*** DOCUMENT ***

While rents have been rising moderately faster than inflation, they do not necessarily indicate declining affordability. Rather, rental housing becomes less affordable when rent increases relative to income. By this measure, rental housing has indeed become less affordable at the national level. National personal income declined at an inflation-adjusted annual rate of 0.4 percent from 2010 to 2015. Thus, rent growth outpaced income growth by 1 percentage point (0.6-[-0.4]) annually.

National data on rent affordability are useful for understanding macroeconomic conditions and policies, but they mask important details about local markets. Specifically, affordability--and changes in affordability--vary widely across metropolitan statistical areas (MSAs). Properly addressing concerns around housing affordability requires identifying not only the areas with troubling affordability trends but also what makes these areas different from others.

The affordability of rental housing is an especially important concern for low- and moderate-income (LMI) households, which have incomes 80 percent or below MSA median income. LMI households have fewer resources to dedicate to housing and often find their housing circumstances to be tenuous. While middle-income households usually have more stable housing, they too are increasingly facing budget constraints: in higher-cost areas in particular, middle-income households are devoting more of their resources to housing, leaving less for other essential expenditures and important long-term financial goals such as higher education and retirement.

In this article, I highlight patterns in rental housing affordability for both LMI and middle-income (specifically, median-income) households. I first examine patterns across LMI households using the U.S. Department of Housing and Urban Development's (HUD) Fair Market Rents. Fair Market Rents are well-suited for their intended purpose--setting payment standards for assisted housing programs--but are not ideal for the more extensive analysis in this article. I therefore use data on median income and median rent not only to analyze patterns in housing affordability across median-income households, but also to highlight the variation in housing affordability across MSAs and to identify the factors that explain this variation.

When examining variability in housing affordability across MSAs, I find that many of the MSAs that have seen the greatest changes in affordability over the last five years have relatively small populations and an institution or industry that in some sense dominates the area--for example, large military installations, colleges and universities, or energy-related industries.

*** STORED DATA ***

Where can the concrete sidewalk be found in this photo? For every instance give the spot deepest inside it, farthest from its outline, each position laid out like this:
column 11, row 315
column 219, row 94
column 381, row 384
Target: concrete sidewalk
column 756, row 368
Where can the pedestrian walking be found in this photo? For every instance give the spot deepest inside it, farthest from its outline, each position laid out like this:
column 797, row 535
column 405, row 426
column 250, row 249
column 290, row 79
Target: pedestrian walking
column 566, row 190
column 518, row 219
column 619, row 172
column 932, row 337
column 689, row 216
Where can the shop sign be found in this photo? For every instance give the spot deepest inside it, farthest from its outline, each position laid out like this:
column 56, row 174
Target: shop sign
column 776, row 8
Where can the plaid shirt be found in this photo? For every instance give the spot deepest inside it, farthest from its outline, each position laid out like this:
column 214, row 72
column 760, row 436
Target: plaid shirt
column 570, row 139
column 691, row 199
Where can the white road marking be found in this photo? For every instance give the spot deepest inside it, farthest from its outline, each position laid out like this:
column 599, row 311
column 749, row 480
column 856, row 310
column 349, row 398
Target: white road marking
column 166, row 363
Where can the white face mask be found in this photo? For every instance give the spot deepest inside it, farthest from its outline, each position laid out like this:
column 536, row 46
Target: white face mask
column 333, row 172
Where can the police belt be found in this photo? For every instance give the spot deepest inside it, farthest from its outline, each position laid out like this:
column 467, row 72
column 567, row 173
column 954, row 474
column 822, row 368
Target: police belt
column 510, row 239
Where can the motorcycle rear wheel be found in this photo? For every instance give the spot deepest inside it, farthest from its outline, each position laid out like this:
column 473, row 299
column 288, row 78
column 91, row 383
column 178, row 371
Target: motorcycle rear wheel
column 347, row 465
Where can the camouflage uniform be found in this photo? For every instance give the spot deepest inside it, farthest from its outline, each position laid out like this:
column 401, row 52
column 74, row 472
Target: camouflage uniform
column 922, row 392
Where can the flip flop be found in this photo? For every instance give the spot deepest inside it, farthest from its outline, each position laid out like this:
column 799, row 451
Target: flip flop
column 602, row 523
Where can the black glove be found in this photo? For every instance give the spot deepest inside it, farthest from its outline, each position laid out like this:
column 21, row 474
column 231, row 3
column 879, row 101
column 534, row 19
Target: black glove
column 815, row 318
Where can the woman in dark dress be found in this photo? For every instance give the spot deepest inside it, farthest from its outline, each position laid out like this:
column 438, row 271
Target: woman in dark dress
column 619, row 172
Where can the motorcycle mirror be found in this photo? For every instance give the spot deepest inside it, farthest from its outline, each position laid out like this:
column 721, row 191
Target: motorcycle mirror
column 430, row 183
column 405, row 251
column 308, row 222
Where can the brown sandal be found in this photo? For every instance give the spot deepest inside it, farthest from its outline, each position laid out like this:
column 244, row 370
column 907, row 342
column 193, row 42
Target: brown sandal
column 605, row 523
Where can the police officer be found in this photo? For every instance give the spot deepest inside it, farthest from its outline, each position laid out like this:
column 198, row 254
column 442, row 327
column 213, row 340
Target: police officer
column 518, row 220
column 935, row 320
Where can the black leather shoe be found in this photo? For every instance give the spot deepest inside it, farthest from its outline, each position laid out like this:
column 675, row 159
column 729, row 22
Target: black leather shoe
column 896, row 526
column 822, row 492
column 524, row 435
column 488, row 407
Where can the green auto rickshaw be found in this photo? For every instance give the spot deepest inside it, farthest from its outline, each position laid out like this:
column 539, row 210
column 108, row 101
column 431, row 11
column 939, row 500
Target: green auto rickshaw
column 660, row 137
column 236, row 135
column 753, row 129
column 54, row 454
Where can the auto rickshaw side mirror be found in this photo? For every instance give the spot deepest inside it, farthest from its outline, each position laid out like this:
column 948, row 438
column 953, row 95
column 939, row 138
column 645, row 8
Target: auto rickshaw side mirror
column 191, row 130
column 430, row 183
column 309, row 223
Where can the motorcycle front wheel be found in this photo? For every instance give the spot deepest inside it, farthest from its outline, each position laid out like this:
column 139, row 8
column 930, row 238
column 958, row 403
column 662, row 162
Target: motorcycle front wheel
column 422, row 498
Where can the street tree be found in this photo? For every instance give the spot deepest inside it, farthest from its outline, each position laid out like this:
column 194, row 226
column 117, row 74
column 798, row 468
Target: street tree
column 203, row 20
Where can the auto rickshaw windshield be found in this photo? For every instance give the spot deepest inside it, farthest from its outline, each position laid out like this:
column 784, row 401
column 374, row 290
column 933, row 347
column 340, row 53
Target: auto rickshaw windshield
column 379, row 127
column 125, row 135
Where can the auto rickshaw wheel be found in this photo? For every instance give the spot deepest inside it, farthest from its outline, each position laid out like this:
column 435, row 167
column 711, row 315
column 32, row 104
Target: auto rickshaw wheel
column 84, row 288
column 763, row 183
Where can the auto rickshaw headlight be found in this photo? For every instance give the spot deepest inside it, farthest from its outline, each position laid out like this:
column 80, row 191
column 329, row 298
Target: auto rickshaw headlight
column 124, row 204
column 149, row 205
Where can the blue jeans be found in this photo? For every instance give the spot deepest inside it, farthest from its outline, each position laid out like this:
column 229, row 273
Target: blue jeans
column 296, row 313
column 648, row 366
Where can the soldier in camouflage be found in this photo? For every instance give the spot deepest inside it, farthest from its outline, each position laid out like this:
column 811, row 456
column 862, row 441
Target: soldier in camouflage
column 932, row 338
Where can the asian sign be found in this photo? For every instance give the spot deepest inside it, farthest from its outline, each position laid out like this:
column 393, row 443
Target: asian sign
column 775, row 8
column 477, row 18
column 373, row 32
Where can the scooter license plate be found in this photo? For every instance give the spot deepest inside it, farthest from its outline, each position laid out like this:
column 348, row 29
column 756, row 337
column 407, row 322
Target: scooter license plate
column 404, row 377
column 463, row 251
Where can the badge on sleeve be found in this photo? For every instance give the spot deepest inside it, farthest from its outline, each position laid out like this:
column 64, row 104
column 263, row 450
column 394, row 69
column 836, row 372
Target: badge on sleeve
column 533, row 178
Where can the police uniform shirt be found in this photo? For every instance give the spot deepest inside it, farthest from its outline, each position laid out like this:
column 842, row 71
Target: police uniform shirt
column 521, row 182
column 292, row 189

***

◆ REQUIRED WORK ◆
Repeat the rental housing affordability text word for word from "National data on" up to and including "different from others.".

◆ FINISHED TASK ◆
National data on rent affordability are useful for understanding macroeconomic conditions and policies, but they mask important details about local markets. Specifically, affordability--and changes in affordability--vary widely across metropolitan statistical areas (MSAs). Properly addressing concerns around housing affordability requires identifying not only the areas with troubling affordability trends but also what makes these areas different from others.